Work instruction
Reproduce the following lines word for word, leaving out the pictures.

Data for review
────────────────
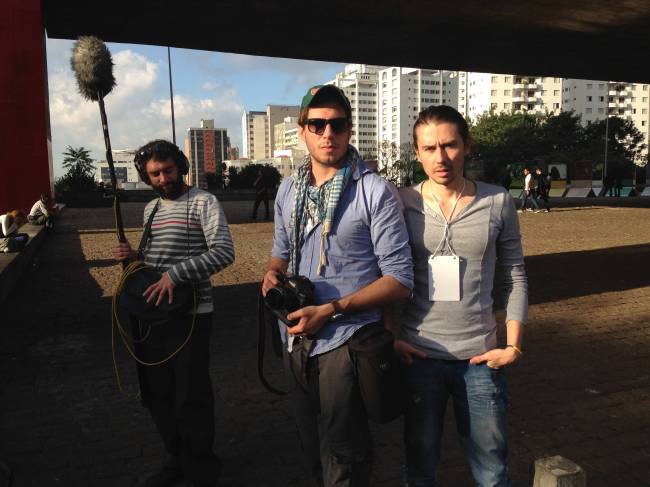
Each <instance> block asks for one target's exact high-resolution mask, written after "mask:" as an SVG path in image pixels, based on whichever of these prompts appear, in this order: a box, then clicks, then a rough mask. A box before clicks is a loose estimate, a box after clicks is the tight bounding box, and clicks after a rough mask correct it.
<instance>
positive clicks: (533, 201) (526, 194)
mask: <svg viewBox="0 0 650 487" xmlns="http://www.w3.org/2000/svg"><path fill="white" fill-rule="evenodd" d="M528 198H530V202H531V204H532V205H533V206H534V207H535V209H536V210H539V203H538V202H537V196H536V195H535V193H533V192H532V191H526V190H523V191H522V192H521V197H520V200H521V209H522V210H525V209H526V201H528Z"/></svg>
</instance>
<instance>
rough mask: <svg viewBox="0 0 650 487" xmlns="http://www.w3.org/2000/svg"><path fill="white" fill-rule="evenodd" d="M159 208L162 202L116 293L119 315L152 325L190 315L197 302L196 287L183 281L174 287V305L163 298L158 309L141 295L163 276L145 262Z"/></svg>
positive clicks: (145, 233) (161, 273)
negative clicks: (176, 318)
mask: <svg viewBox="0 0 650 487" xmlns="http://www.w3.org/2000/svg"><path fill="white" fill-rule="evenodd" d="M159 205H160V202H158V203H156V206H155V207H154V209H153V210H152V211H151V214H150V215H149V219H148V220H147V225H146V226H145V228H144V232H143V234H142V240H140V245H139V246H138V257H137V258H138V260H135V261H133V262H131V263H129V265H127V266H126V267H125V268H124V271H123V272H122V276H121V278H120V284H119V285H118V288H117V291H116V298H117V303H118V308H119V310H120V312H123V313H125V314H129V315H131V316H133V317H134V318H136V319H138V320H140V321H145V322H148V323H150V324H157V323H163V322H167V321H170V320H172V319H175V318H177V317H180V316H182V315H185V314H187V312H188V311H189V310H190V308H192V307H193V306H194V307H195V305H196V304H197V299H198V297H197V295H196V289H195V287H194V284H193V283H191V282H183V283H180V284H178V285H177V286H175V287H174V299H173V301H172V302H171V304H170V303H169V300H168V299H163V300H162V302H161V303H160V304H159V305H158V306H156V304H155V302H154V301H152V302H150V303H147V301H146V300H145V298H144V297H143V296H142V294H143V293H144V292H145V291H146V290H147V288H148V287H149V286H151V285H152V284H154V283H156V282H158V281H159V280H160V278H161V277H162V273H161V272H158V271H157V270H155V269H153V268H152V267H150V266H148V265H146V264H145V263H144V261H143V255H144V250H145V248H146V246H147V242H148V240H149V237H150V236H151V224H152V223H153V217H154V215H155V214H156V211H157V210H158V206H159ZM188 219H189V214H188Z"/></svg>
────────────────
Answer space
Each <instance> block asks for one target's exact high-resolution mask, written after "mask:" as an SVG path in image pixels, based on whichever of these prompts appear, in this order: a box, then clicks, then a rough mask. A box before clicks is a loose estimate, a box after clicks is the tight bounding box, and clicks after a rough mask correct it.
<instance>
positive clicks: (533, 201) (526, 194)
mask: <svg viewBox="0 0 650 487" xmlns="http://www.w3.org/2000/svg"><path fill="white" fill-rule="evenodd" d="M528 198H530V202H531V204H532V205H533V206H534V207H535V209H536V210H539V203H538V202H537V196H536V195H535V193H533V192H532V191H526V190H523V191H522V192H521V197H520V200H521V209H522V210H525V209H526V201H528Z"/></svg>
</instance>
<instance>
rough mask: <svg viewBox="0 0 650 487" xmlns="http://www.w3.org/2000/svg"><path fill="white" fill-rule="evenodd" d="M159 208L162 202L116 293L119 315L152 325L190 315L197 302L196 287L183 281L174 287V305L163 298L158 309L141 295L163 276L145 262Z"/></svg>
positive clicks: (145, 233) (161, 273)
negative clicks: (176, 318)
mask: <svg viewBox="0 0 650 487" xmlns="http://www.w3.org/2000/svg"><path fill="white" fill-rule="evenodd" d="M159 205H160V202H158V203H156V206H155V207H154V209H153V210H152V211H151V214H150V215H149V219H148V220H147V225H146V226H145V228H144V232H143V234H142V240H140V245H139V246H138V257H137V258H138V260H135V261H133V262H131V263H129V265H127V266H126V267H125V268H124V271H123V272H122V276H121V278H120V284H119V285H118V288H117V291H116V298H117V303H118V308H119V310H120V312H123V313H125V314H129V315H131V316H133V317H134V318H136V319H138V320H140V321H145V322H148V323H150V324H157V323H163V322H167V321H170V320H172V319H175V318H177V317H180V316H182V315H185V314H187V312H188V311H189V310H190V308H192V307H193V306H194V307H195V305H196V304H197V299H198V297H197V295H196V289H195V287H194V284H193V283H191V282H183V283H180V284H178V285H177V286H175V287H174V299H173V301H172V302H171V304H170V303H169V300H168V299H163V300H162V302H161V303H160V304H159V305H158V306H156V304H155V302H154V301H152V302H150V303H147V301H146V300H145V298H144V297H143V296H142V294H143V293H144V292H145V291H146V290H147V288H148V287H149V286H151V285H152V284H154V283H156V282H158V281H159V280H160V278H161V277H162V273H161V272H158V271H157V270H155V269H153V268H152V267H150V266H148V265H146V264H145V263H144V261H143V255H144V250H145V248H146V246H147V242H148V240H149V237H150V236H151V224H152V223H153V217H154V215H155V214H156V211H157V210H158V206H159ZM188 219H189V214H188Z"/></svg>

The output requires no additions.